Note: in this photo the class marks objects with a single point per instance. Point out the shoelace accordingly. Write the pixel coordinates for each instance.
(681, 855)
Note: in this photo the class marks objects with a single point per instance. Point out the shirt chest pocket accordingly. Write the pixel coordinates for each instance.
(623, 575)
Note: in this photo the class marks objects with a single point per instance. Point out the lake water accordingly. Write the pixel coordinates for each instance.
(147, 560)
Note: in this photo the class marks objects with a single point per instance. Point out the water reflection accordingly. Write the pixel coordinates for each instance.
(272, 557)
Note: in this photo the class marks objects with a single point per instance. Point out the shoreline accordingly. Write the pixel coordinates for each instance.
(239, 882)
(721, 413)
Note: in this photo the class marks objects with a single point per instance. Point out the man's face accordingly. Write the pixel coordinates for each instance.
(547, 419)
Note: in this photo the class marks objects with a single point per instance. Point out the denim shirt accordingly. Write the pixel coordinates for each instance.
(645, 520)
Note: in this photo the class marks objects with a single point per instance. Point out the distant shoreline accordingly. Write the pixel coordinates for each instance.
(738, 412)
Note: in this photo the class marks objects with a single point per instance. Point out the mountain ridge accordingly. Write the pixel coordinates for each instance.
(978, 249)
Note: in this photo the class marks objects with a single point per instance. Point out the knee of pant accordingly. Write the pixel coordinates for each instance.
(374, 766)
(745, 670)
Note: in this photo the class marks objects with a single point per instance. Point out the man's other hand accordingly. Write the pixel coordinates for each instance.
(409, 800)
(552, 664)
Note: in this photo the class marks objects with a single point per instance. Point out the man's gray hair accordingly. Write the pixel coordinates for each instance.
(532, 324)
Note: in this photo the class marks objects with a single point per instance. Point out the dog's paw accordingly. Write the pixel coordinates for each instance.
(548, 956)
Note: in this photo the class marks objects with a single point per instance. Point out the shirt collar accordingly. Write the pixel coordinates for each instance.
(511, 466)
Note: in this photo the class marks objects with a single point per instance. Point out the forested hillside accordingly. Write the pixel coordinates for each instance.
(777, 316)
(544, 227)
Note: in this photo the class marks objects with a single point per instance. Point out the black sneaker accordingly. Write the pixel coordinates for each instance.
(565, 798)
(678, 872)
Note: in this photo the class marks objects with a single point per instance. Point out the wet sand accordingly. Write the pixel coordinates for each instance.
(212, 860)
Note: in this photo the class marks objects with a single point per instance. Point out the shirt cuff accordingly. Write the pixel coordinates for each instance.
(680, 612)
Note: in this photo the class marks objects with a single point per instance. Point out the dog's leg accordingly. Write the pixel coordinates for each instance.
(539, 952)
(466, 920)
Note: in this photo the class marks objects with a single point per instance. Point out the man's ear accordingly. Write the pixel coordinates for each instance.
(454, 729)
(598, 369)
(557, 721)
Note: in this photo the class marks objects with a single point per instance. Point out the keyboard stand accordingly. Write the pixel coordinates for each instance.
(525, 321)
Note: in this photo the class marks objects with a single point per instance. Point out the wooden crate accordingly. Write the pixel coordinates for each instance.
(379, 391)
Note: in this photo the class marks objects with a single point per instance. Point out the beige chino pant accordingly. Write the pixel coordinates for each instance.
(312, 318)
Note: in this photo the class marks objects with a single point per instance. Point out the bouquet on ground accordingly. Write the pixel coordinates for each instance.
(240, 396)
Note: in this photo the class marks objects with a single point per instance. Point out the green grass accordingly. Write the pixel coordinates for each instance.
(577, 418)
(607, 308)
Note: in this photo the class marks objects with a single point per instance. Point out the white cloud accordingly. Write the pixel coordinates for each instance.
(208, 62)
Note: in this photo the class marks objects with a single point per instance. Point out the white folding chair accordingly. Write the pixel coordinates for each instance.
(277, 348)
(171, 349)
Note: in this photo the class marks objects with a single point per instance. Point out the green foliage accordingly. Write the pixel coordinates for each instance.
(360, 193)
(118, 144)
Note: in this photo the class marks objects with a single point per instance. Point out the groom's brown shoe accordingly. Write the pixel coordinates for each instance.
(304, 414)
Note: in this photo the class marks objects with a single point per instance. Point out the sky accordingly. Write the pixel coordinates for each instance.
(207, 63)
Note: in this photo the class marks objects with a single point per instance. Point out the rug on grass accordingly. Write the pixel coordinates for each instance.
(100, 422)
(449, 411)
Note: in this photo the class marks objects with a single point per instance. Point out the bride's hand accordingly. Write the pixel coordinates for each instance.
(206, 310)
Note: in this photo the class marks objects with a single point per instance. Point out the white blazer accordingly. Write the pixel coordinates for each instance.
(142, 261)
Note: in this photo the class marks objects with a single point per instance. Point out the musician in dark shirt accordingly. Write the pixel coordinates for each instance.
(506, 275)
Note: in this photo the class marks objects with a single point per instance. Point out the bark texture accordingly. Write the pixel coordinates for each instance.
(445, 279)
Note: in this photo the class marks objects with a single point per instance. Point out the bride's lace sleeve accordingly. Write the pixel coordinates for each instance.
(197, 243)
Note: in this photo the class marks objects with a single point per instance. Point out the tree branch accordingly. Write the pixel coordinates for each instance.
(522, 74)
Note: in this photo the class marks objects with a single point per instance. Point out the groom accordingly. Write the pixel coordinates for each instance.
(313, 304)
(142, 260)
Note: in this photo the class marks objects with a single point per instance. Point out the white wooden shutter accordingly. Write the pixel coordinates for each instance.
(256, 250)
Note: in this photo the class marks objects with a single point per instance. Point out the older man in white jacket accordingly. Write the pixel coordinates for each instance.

++++++++++++++++++++

The data above must be returned in full, exactly as written.

Exercise answer –
Note: in this photo the class marks objects with a single point per instance. Point out the shoelace accordingly. Write the pixel coordinates for each instance.
(681, 855)
Note: in this photo the class marks objects with a single point per instance. Point out the shirt chest pocket accordingly. Write the pixel coordinates for each instance.
(623, 575)
Note: in this photo the class marks objects with a single point per instance. Point out the lake water accordingly. Write the pixel coordinates for each instance.
(147, 560)
Note: in this photo the class marks objects with a single point per instance. Point out the water reflection accordingly. Write the pixel coordinates for each instance.
(272, 557)
Note: in this photo the class marks objects with a single point per instance. Point out the shoreline accordingly. Write the pixel coordinates for each instance.
(239, 882)
(721, 413)
Note: in this photo the class marks objects with a single point per instance. Point out the man's face accordingly. Write the pixel coordinates for each instance.
(547, 419)
Note: in this photo the class marks objects with a single point per instance. Point out the denim shirt accordingly. Write the pixel coordinates for each instance.
(645, 520)
Note: in this photo the class marks objects with a single point per instance. Point out the distant shoreline accordingly. Write the pixel coordinates for each instance.
(738, 412)
Note: in this photo the class marks objects with a single point per instance. Point out the mountain ridge accordingly. Write the pixel coordinates for each instance.
(978, 249)
Note: in this photo the class marks objects with a single point per instance. Point out the knee of pant accordingly. Write the pixel coordinates for each instance.
(374, 766)
(745, 670)
Note: in this photo the class marks objects with a single point per instance. Point out the man's other hand accordingly. Write the pixel coordinates for each instance.
(409, 800)
(552, 664)
Note: in this photo the class marks objects with a single point per instance. Point out the man's gray hair accordingly. Write the pixel coordinates for each instance.
(532, 324)
Note: in this photo the class marks objects with a single point per instance. Point out the dog's paw accordingly. Write the pixel coordinates for each instance.
(548, 956)
Note: in this photo the class marks objects with a single point per instance. Point out the shirt collar accordingly. Write the pixel coordinates for each instance.
(511, 466)
Note: in this photo the class marks objects with a single point per instance. Point out the forested hillside accordingly. Write the pixel coordinates for each instance.
(777, 316)
(544, 227)
Note: in this photo the class marks objects with a single point per instance. Point out the black sneaker accordingly. Write the pixel coordinates for each instance.
(565, 798)
(678, 872)
Note: in this photo the class marks objects with a single point per instance. Point out the wet sand accordingly. Write the pixel coordinates for each instance.
(212, 860)
Note: in this photo the class marks objects with a single point per instance. Point out the shirt cuff accordingly. Write the pixel coordinates for each instance.
(680, 612)
Note: in this photo the class marks objects with a single point per instance. Point out the dog's leg accordingly. Write the pixel coordinates for each instance.
(539, 952)
(466, 920)
Note: in this photo the class marks objects with a single point per instance. Point out the man's ear accordingly. Write the pixel coordinates for each instance.
(454, 729)
(598, 369)
(557, 721)
Note: in this photo the class marks objects with a single point per instance. Point out the keyboard stand accordingly. Write the pixel coordinates for each instance.
(525, 321)
Note: in this photo the class marks objects with a single point per instance. Point out the wooden crate accordingly. Write the pixel coordinates for each instance.
(379, 391)
Note: in this photo the class marks objects with a single point per instance. Point out the beige chino pant accordingly. Write the pixel coordinates for each instance.
(312, 318)
Note: in this photo the class marks objects with a single point per instance. Point out the bouquet on ground accordingly. Write the pixel coordinates for each instance.
(240, 396)
Note: in this photo the class marks objects with a single point per instance. Point out the green grass accordingly. Write the pixel coordinates for each instance.
(577, 418)
(607, 308)
Note: in this photo the class marks objects with a single point per instance. Point out the white cloud accordingly. Write the pixel coordinates for each instance.
(208, 62)
Note: in this photo the class marks objects with a single point per instance. Point out the white folding chair accordingly. Write the pixel coordinates for each instance.
(277, 348)
(171, 349)
Note: in this photo the class marks objects with a single point per instance. Point out the green foliage accordingly. Write the pixel coordinates for each instance.
(360, 193)
(118, 144)
Note: in this photo the class marks objects with a single point per instance. Point out the groom's brown shoe accordingly. Write the pixel coordinates for each instance.
(304, 414)
Note: in this photo the class marks objects with a single point per instance. Point out the sky accordingly. Write the pixel coordinates for each instance.
(207, 63)
Note: in this photo the class marks objects with a single point per instance. Point out the rug on grass accordingly. Write the pixel coordinates for each instance.
(100, 422)
(449, 411)
Note: in this photo the class marks objects with a single point per instance. Point out the bride's hand accordingly. Write the pixel coordinates for each instance.
(206, 310)
Note: in this photo the class marks objects with a single point per instance. Point out the white blazer accordingly. Write the pixel coordinates for each instance.
(142, 261)
Note: in this photo the class marks objects with a single point per instance. Point out the musician in dark shirt accordingly. Write the pixel coordinates for each instance.
(506, 275)
Note: in this photo the class marks objects with a single point per instance. Point out the bark texture accordingly. Write the pixel coordinates for each instance.
(445, 279)
Note: in this photo the class marks objects with a single point per instance. Point out the bride's lace sleeve accordingly. Write the pixel coordinates for each instance.
(197, 243)
Note: in this photo the class marks objects with a single point per instance. Point out the tree branch accordingly. Write the pixel coordinates for each instance.
(522, 74)
Note: in this photo the class marks objects with a single point per instance. Point out the groom accordingly. Write the pixel coordinates for each instance.
(313, 304)
(142, 260)
Note: in this photo the class marks objects with a single point per instance. Point out the white wooden shutter accordingly. Write the pixel coordinates for each instance.
(256, 250)
Note: in this photo the class marks objects with a single point per instance. Point out the older man in white jacket accordingly. Write the pixel coordinates for each instance.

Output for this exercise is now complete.